** EXERCISE OBJECTIVE **
Every entry needs to be repeated exactly, with nothing left out.

[LISTED ENTRIES]

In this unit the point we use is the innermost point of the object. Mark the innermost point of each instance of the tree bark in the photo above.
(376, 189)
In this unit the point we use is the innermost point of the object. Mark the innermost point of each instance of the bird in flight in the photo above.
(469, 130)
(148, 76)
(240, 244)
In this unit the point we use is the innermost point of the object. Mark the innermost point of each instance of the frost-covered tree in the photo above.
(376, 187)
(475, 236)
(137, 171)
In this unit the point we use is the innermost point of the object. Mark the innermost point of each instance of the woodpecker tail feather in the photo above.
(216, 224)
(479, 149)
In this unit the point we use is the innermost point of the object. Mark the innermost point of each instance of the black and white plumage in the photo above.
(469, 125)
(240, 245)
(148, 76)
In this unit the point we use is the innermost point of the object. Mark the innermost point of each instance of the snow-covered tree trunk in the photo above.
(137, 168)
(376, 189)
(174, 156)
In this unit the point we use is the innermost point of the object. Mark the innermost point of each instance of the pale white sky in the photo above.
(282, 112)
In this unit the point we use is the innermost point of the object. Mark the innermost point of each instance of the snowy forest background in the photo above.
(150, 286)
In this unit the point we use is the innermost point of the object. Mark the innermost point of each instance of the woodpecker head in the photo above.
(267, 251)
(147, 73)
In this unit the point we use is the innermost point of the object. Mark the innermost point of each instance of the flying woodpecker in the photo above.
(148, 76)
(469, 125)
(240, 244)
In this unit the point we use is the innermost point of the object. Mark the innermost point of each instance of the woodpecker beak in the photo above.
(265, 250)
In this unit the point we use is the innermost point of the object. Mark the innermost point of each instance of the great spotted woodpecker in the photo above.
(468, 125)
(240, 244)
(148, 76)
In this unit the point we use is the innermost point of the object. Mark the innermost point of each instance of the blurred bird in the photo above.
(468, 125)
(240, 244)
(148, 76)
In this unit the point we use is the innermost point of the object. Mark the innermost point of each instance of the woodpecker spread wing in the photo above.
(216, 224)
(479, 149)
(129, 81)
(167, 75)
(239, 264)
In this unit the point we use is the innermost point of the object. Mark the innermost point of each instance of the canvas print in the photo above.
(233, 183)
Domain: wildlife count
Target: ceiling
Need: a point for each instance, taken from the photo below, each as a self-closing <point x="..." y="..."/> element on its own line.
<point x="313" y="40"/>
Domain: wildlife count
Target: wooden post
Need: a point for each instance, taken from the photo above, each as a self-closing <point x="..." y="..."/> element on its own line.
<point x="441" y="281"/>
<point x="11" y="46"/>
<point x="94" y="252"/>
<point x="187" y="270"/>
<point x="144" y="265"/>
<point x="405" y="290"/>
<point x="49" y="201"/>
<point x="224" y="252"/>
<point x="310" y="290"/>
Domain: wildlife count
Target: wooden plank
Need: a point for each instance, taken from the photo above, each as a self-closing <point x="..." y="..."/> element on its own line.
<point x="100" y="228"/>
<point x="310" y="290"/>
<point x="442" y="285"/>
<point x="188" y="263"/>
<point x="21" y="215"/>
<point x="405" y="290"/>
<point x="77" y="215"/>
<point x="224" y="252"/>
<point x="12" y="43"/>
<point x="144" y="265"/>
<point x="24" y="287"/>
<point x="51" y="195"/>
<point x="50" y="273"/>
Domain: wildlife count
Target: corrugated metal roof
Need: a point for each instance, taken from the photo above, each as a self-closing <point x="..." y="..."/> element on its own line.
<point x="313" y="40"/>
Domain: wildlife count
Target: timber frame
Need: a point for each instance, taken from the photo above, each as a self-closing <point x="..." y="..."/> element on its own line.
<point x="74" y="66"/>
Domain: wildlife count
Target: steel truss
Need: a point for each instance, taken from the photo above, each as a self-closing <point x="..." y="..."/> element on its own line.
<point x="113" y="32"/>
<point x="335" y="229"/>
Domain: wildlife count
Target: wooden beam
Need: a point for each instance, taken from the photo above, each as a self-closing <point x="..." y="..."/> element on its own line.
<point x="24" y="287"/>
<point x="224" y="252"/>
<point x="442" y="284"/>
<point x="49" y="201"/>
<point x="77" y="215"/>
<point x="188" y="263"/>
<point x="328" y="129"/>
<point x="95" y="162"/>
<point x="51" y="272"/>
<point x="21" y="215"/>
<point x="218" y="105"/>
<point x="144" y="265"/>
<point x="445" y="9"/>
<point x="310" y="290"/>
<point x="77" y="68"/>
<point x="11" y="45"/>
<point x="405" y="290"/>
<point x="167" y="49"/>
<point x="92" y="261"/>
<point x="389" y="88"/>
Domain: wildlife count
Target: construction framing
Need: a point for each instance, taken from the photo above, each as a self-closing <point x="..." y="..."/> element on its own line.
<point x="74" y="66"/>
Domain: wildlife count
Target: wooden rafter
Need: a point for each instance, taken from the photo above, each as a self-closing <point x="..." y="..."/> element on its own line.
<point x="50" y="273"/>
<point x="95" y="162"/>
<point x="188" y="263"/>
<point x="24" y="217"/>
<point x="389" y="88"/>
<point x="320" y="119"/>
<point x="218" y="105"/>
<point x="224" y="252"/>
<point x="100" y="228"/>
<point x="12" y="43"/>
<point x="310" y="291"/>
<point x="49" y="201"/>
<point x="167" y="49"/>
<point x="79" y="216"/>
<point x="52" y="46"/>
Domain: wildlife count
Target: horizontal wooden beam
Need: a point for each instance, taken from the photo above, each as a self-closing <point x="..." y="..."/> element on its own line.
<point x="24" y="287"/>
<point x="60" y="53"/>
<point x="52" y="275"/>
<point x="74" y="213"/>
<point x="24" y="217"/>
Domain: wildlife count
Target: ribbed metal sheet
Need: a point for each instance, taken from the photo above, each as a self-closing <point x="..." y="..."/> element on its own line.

[/LISTED ENTRIES]

** ANSWER TO THE PROBLEM **
In this unit the point we use is the innermost point of the object. Mark the innermost point of each instance of the tree bark in the photo above.
(376, 189)
In this unit the point we use is the innermost point of the object. Mark the innermost point of each instance of the bird in flight in the photo above.
(469, 130)
(148, 76)
(240, 244)
In this unit the point we use is the innermost point of the object. Mark the innermost point of each instance of the frost-covered tree in the photo above.
(376, 187)
(475, 236)
(137, 171)
In this unit the point we use is the innermost point of the object. Mark the innermost point of each instance of the woodpecker tail feather in the photo above.
(216, 224)
(479, 149)
In this unit the point we use is the innermost point of the object. Mark the innermost point of each instance of the black and white plumage in the photo above.
(469, 125)
(240, 245)
(148, 76)
In this unit the point we use is the innermost point of the object. Mark the innermost point of each instance of the snow-covered tree trunk in the photo above.
(137, 168)
(376, 189)
(174, 156)
In this unit the point we use is the innermost point of the object. Mark the innermost point of each instance of the pale white sky in the photo above.
(282, 112)
In this unit the point we use is the innermost point of the object. Mark the innermost point of each instance of the snowy forest background in the photo above.
(150, 286)
In this unit the point we use is the innermost point of the object. Mark the innermost point of each instance of the woodpecker head in the photo above.
(267, 251)
(147, 73)
In this unit the point we use is the innermost point of the object. Mark the innermost point of each instance of the flying woodpecker in the photo above.
(148, 76)
(469, 125)
(240, 244)
In this unit the point we use is the innermost point of the object. Mark the innermost point of each instance of the woodpecker beak in the photo above.
(265, 250)
In this unit the point we use is the innermost point of the object. Mark the innermost point of each instance of the great spotted woodpecker in the photo above.
(468, 125)
(240, 244)
(148, 76)
In this unit the point we use is the innermost point of the object. Mark the innermost point of each instance of the blurred bird in the photo above.
(468, 125)
(240, 244)
(148, 76)
In this unit the point we use is the innermost point of the object. Mark the innermost point of each instance of the woodpecker spread wing in the photo above.
(216, 224)
(479, 149)
(129, 81)
(167, 75)
(239, 264)
In this unit the point we use is the innermost point of the object. Mark the innermost point of each instance of the canvas print in the photo above.
(233, 183)
Domain: wildlife count
Target: ceiling
Need: a point for each instance, taken from the photo below, each as a self-closing <point x="..." y="..."/> element on its own line.
<point x="313" y="40"/>
Domain: wildlife count
Target: wooden post
Need: a point for each instance, taken from the photo above, each as a self-closing <point x="..." y="..."/> element on its own line.
<point x="441" y="281"/>
<point x="11" y="46"/>
<point x="94" y="252"/>
<point x="187" y="270"/>
<point x="144" y="265"/>
<point x="405" y="290"/>
<point x="49" y="201"/>
<point x="224" y="252"/>
<point x="310" y="290"/>
Domain: wildlife count
Target: wooden plank
Need: a point for each instance, taken from the photo above, each as a self-closing <point x="..." y="..."/> element on its own line.
<point x="100" y="228"/>
<point x="310" y="290"/>
<point x="442" y="285"/>
<point x="188" y="263"/>
<point x="21" y="215"/>
<point x="405" y="290"/>
<point x="77" y="215"/>
<point x="224" y="252"/>
<point x="12" y="43"/>
<point x="144" y="265"/>
<point x="24" y="287"/>
<point x="51" y="195"/>
<point x="50" y="273"/>
Domain: wildlife count
Target: corrugated metal roof
Need: a point for each instance, taken from the photo above, each as a self-closing <point x="..." y="..."/> element on its own line.
<point x="313" y="40"/>
Domain: wildlife count
Target: timber frame
Need: a point for each instance, taken from the photo above, each as a self-closing <point x="..." y="..."/> element on its own line.
<point x="74" y="66"/>
Domain: wildlife count
Target: steel truss
Need: a point for each instance, taken from the photo above, each as a self-closing <point x="..." y="..."/> element on its own line.
<point x="113" y="32"/>
<point x="335" y="229"/>
Domain: wildlife count
Target: wooden beam
Need: a point for each instance, taken from the photo above, each as a self-closing <point x="..." y="..."/> element on its own line.
<point x="24" y="287"/>
<point x="224" y="252"/>
<point x="442" y="284"/>
<point x="49" y="201"/>
<point x="77" y="215"/>
<point x="188" y="263"/>
<point x="328" y="129"/>
<point x="95" y="162"/>
<point x="51" y="272"/>
<point x="21" y="215"/>
<point x="218" y="105"/>
<point x="144" y="265"/>
<point x="445" y="9"/>
<point x="310" y="290"/>
<point x="77" y="68"/>
<point x="11" y="45"/>
<point x="405" y="290"/>
<point x="167" y="49"/>
<point x="92" y="261"/>
<point x="389" y="88"/>
Domain: wildlife count
Target: construction framing
Need: a point for each instance, taken from the photo above, each as a self-closing <point x="..." y="..."/> element on its own line.
<point x="74" y="66"/>
Domain: wildlife count
Target: wooden rafter
Need: a point for each instance, taken from the photo above, each as a self-closing <point x="..." y="..."/> element on its own line.
<point x="50" y="273"/>
<point x="95" y="162"/>
<point x="188" y="263"/>
<point x="24" y="217"/>
<point x="389" y="88"/>
<point x="320" y="119"/>
<point x="218" y="105"/>
<point x="224" y="252"/>
<point x="100" y="228"/>
<point x="12" y="43"/>
<point x="310" y="291"/>
<point x="49" y="201"/>
<point x="167" y="49"/>
<point x="79" y="216"/>
<point x="52" y="46"/>
Domain: wildlife count
Target: horizontal wooden beam
Need: a point for each instance, taken from the photo above, each as a self-closing <point x="..." y="..."/> element on its own line.
<point x="24" y="287"/>
<point x="60" y="53"/>
<point x="52" y="275"/>
<point x="74" y="213"/>
<point x="24" y="217"/>
Domain: wildlife count
Target: ribbed metal sheet
Need: a point for each instance, taken from the photo above, each as a self-closing <point x="..." y="..."/> element on its own line.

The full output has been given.